What to work on –
a - In the passage on comparing model fits below, what does Prism do if the fit of either model is ambiguous?
b - Reproduce the portion of the passage on comparing model fits starting with "The more complicated model (the" and going on through "the smallest sum-of-squares.".

Apply a common sense reality check before looking at any statistical approach to comparing fits. If one of the fits has results that are scientifically invalid, then accept the other model. Only when both fits make scientific sense should you use statistical method to compare the two fits .
Prism partially automates this 'reality check' approach. If the fit of either model is ambiguous, then Prism chooses the other model without performing any statistical test.
The more complicated model (the one with more parameters) almost always fits the data better than the simpler model. Statistical methods are needed to see if this difference is enough to prefer the more complicated model. Prism can do this via the extra sum-of-squares F test or using information theory and computation of AIC. Don't use R2 or the adjusted R2 to compare models (1).
Both these methods only make sense when the models being compared have different numbers of parameters, and so have different numbers of degrees of freedom. If you want to compare two models with the same number of parameters, there is no need to use either the F test or AIC. Simply choose the model that fits the data the best with the smallest sum-of-squares.

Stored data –
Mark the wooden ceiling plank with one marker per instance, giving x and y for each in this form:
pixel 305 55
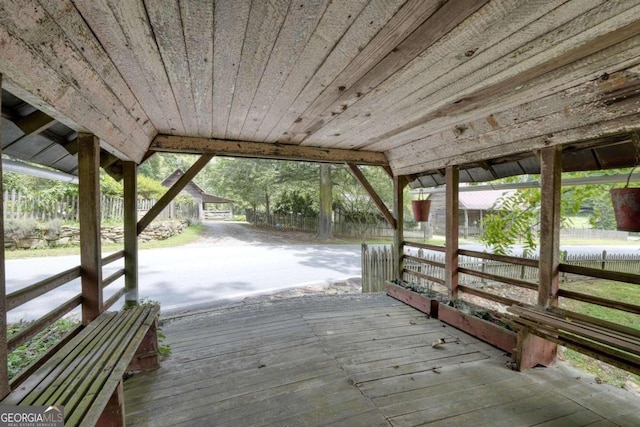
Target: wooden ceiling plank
pixel 197 19
pixel 35 123
pixel 474 88
pixel 296 30
pixel 624 122
pixel 506 107
pixel 368 23
pixel 586 74
pixel 265 22
pixel 26 67
pixel 444 62
pixel 76 30
pixel 507 57
pixel 264 150
pixel 166 24
pixel 335 21
pixel 574 108
pixel 403 39
pixel 45 39
pixel 619 125
pixel 124 32
pixel 230 23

Solutions in order –
a - It chooses the other model without performing any statistical test.

b -
The more complicated model (the one with more parameters) almost always fits the data better than the simpler model. Statistical methods are needed to see if this difference is enough to prefer the more complicated model. Prism can do this via the extra sum-of-squares F test or using information theory and computation of AIC. Don't use R2 or the adjusted R2 to compare models (1).
Both these methods only make sense when the models being compared have different numbers of parameters, and so have different numbers of degrees of freedom. If you want to compare two models with the same number of parameters, there is no need to use either the F test or AIC. Simply choose the model that fits the data the best with the smallest sum-of-squares.